_Set task_
Could you reproduce all of the data below word for word, leaving the pictures out?

* start *

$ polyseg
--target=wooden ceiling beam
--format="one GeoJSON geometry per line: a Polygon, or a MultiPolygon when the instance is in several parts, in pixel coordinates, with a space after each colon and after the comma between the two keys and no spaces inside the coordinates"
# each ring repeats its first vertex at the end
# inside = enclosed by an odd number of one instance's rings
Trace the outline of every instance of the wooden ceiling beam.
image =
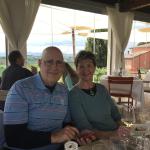
{"type": "Polygon", "coordinates": [[[150,0],[121,0],[120,11],[132,11],[150,6],[150,0]]]}

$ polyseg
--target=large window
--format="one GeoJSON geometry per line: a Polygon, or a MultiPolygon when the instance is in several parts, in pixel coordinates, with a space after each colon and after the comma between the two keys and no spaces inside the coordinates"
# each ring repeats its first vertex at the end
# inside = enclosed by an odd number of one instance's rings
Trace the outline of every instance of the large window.
{"type": "Polygon", "coordinates": [[[150,23],[134,21],[125,51],[126,70],[137,74],[150,69],[150,23]]]}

* end *

_Full solution_
$ polyseg
--target=wooden ceiling beam
--format="one GeoJSON geometry per line: a Polygon, or a MultiPolygon when the instance is in several parts, in pixel coordinates, with a space after each colon and after the comma between the two keys and no spaces inside the coordinates"
# each ring repeats its first vertex at the end
# inside = enclosed by an odd number of one instance's rings
Trace the outline of every instance of the wooden ceiling beam.
image =
{"type": "Polygon", "coordinates": [[[150,0],[121,0],[120,11],[132,11],[150,6],[150,0]]]}

$ polyseg
--target=large window
--format="one GeoJSON geometry per line: a Polygon, or a MultiPolygon when the instance is in several parts, in pixel coordinates, with a space after each colon and after the comma between the two keys and no spaces inside the coordinates"
# each ring repeats its first vertex at the end
# inside = enclosed by an odd number of one instance's rings
Trace the outline of every instance of the large window.
{"type": "Polygon", "coordinates": [[[150,23],[134,21],[125,51],[126,70],[137,74],[150,69],[150,23]]]}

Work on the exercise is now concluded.